─── Data for the task ───

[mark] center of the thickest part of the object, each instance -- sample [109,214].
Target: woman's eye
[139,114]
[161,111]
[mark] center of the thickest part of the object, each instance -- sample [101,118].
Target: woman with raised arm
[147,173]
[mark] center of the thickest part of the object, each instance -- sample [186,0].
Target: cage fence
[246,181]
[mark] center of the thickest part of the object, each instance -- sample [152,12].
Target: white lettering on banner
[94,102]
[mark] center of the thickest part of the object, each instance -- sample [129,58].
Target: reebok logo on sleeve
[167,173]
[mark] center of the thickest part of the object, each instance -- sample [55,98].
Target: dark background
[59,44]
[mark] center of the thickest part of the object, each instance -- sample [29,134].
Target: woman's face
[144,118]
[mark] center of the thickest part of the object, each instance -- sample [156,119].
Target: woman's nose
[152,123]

───
─── Data for the task ───

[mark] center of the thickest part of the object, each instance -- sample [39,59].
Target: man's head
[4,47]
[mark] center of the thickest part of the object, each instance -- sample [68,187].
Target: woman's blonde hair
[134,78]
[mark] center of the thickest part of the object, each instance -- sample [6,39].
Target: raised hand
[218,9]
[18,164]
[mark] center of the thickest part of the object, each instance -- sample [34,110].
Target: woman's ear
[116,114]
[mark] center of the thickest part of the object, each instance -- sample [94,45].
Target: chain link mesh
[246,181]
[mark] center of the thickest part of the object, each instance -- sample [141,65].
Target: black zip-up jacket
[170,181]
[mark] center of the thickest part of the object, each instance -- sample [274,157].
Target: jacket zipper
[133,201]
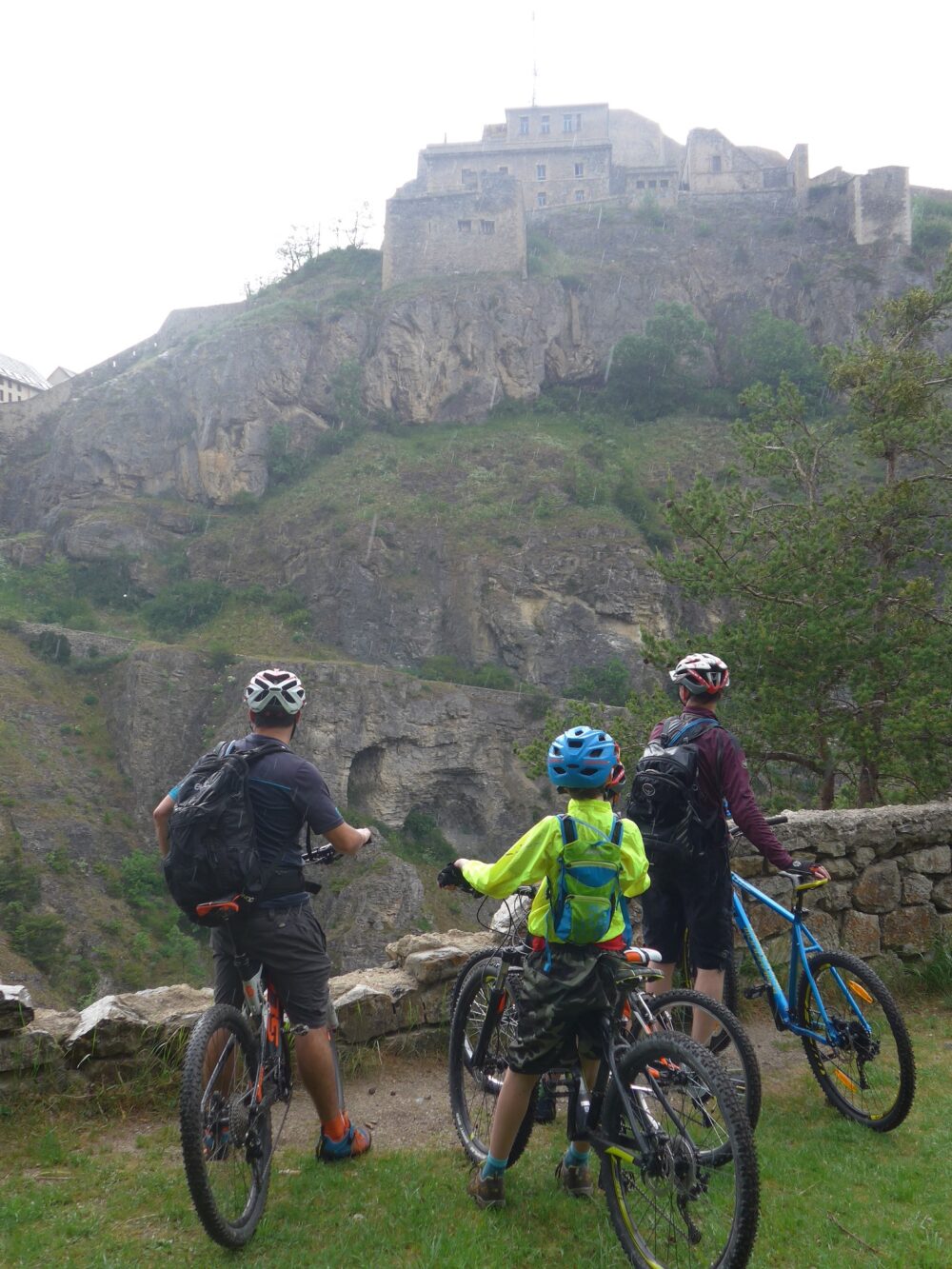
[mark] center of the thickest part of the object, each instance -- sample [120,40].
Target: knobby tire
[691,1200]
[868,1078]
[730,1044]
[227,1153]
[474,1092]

───

#### Goal
Show every line in the rows that contains the word "jacket".

#### The completed task
Target: black zip-up jacket
Target: jacket zipper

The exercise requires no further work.